_Extrait du texte_:
● ● ● ●
Par jugement en date du 29 mars 2019, le tribunal de grande instance de Lille a :

- déclaré irrecevables car prescrites les demandes de nullité de la stipulation de l'intérêt conventionnel et de déchéance du droit aux intérêts conventionnels de l'offre de prêt acceptée le 2 septembre 2010, ainsi que les demandes subséquentes et accessoires,

- débouté M. Y. et Mme X. de leurs demandes de nullité de la stipulation de l'intérêt conventionnel et de déchéance du droit aux intérêts conventionnels de l'avenant signé le 27 décembre 2015, ainsi que de leurs demandes subséquentes et accessoires,

- condamné in solidum M. Y. et Mme X. aux dépens ainsi qu'à payer à la banque populaire du Nord la somme de 5.000 euros en application de l'article 700 du code de procédure civile, avec exécution provisoire.

[*]

M. Y. et Mme X. ont relevé appel de l'ensemble des chefs de ce jugement par déclaration reçue par le greffe de la cour le 2 mai 2019.
● ● ● ●
_Jeu de données_:
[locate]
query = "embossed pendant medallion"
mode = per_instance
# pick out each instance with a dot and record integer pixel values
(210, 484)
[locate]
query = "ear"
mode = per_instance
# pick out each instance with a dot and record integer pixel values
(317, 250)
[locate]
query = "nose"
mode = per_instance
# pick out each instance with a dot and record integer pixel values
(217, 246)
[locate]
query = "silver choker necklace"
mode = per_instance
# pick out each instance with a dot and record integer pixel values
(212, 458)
● ● ● ●
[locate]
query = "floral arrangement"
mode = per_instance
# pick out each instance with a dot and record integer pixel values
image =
● ● ● ●
_Consignes_:
1) Indiquez, pour chacune des affirmations suivantes, si elle concorde avec l'extrait du texte en répondant par oui ou par non et en citant les mots décisifs de l'extrait. (a) Le tribunal a condamné M. Y. et Mme X. à payer 5.000 euros à la banque populaire du Nord. (b) L'avenant a été signé le 2 septembre 2010. (c) La déclaration d'appel a été reçue par le greffe le 29 mars 2019.
2) Renvoyez chaque ligne des enregistrements où figure la chaîne « query ».
L'extrait du texte et les enregistrements proviennent de sources distinctes.

_Corrigé_:
1)
(a) Oui : « condamné in solidum M. Y. et Mme X. aux dépens ainsi qu'à payer à la banque populaire du Nord la somme de 5.000 euros »
(b) Non : « l'avenant signé le 27 décembre 2015 »
(c) Non : « par déclaration reçue par le greffe de la cour le 2 mai 2019 »

2)
query = "embossed pendant medallion"
query = "ear"
query = "nose"
query = "silver choker necklace"
query = "floral arrangement"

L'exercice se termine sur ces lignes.